LISTA DE TAREFAS
**A)** No texto sobre a banalização dos homicídios, cite todas as profissões das pessoas cujas opiniões aparecem entre aspas.
**B)** Traduza para o inglês esta frase do texto sobre a banalização dos homicídios: "A banalização dos chamados crimes contra a vida é de difícil explicação."
**C)** Prolongue o texto sobre a banalização dos homicídios a partir da última frase apresentada.

TRECHO DO DOCUMENTO

__________

Manfred morreu na hora, e Marísia ainda agonizou com massa encefálica exposta,
segundo a polícia. O casal dormia na hora fatídica.
Loira, olhos verdes, voz suave, divinamente linda e
diabolicamente macabra, Suzane articulou o inominável. Ela e os irmãos
Cravinhos queriam euros e dólares de Manfred e Marísia, agasalhados no cofre da
mansão do casal. Após o sucesso diabólico, Suzane e Daniel Cravinhos
comemoraram num motel. Os três assassinos foram condenados a penas que chegam a
50 anos, que cumprem em presídios paulistas.
A banalização dos chamados crimes contra a vida é de difícil
explicação. Especialistas divergem. As teses não batem. Os números do horror são
inexatos. “A mídia tem grande responsabilidade nisso, pois fica divulgando e
alimentando o mal, tornando-o ‘natural’ para a sociedade”, afirma um sociólogo.
“Não, a culpa é da falta de escola adequada para as crianças, que acabam se
envolvendo com marginais para, no futuro, se tornar um deles”, assegura um
especialista em segurança pública. “É da natureza humana”, decreta um
psicanalista. “Falta Deus no coração”, prega um padre. “O maior problema é a
impunidade”, decreta um promotor de justiça. É provável que todos tenham razão,
mas ninguém consegue explicar com segurança o porquê de tantos homicídios,
sobretudo por motivos banais. Hoje, matar é como ir a uma festa, tomar uma
cervejinha e dançar. É o rock do diabo.

__________

DADOS FORNECIDOS

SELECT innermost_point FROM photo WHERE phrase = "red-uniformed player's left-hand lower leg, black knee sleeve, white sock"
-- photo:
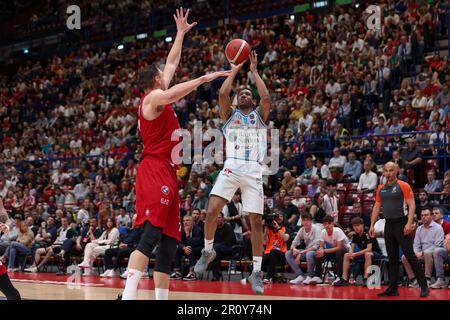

__________

RESPOSTAS POR TAREFA
**A)** Sociólogo, especialista em segurança pública, psicanalista, padre e promotor de justiça.

**B)** The trivialization of so-called crimes against life is hard to explain.

**C)**
Tiago Fernandes da Silva Chaves, o “Tiagão”, de 21 anos, é
considerado perigosíssimo pela polícia dos estados do Maranhão e Piauí. Mas um
comparsa não levou a sério os antecedentes criminais de Tiagão, que já havia
matado seis pessoas nos dois estados. A “ingenuidade” de Marcos Antônio Aparício,
de 22 anos, custou-lhe a vida. Foi morto por Tiagão a facadas na rodoviária de
Timon, pequena cidade do Maranhão, em março deste ano, porque não pagou ao
parceiro uma monstruosa dívida de R$ 1. O bandido impiedoso fez sua sétima vítima,
foi preso e condenado a mais de 30 anos de prisão.
Fiel de uma igreja evangélica da mesma cidade de Tiagão, Lineuza
Oliveira e Silva, de 24 anos, estava sempre pregando a Bíblia. Não perdia a
oportunidade de falar sobre céu, inferno, Jesus Cristo. Assídua no templo,
seguia à risca os ensinamentos do pastor, inclusive pagando em dia o dízimo.
Mas nem sempre seguia o amor e desapego ensinados por Cristo. De onde tirava
dinheiro, se não trabalhava? Dos pobres e idosos pais, Lourival Rodrigues da
Silva e Joana Borges de Oliveira e Silva, de 73 e 71 anos, respectivamente. Os
idosos viviam do salário mínimo da aposentadoria e já haviam perdido a TV para
a filha, que a vendeu para engordar os cofres da “casa de Deus”.
Na manhã de um domingo ensolarado de janeiro passado, antes de
seguir para a escola dominical, Lineuza Oliveira foi possuída por Satanás.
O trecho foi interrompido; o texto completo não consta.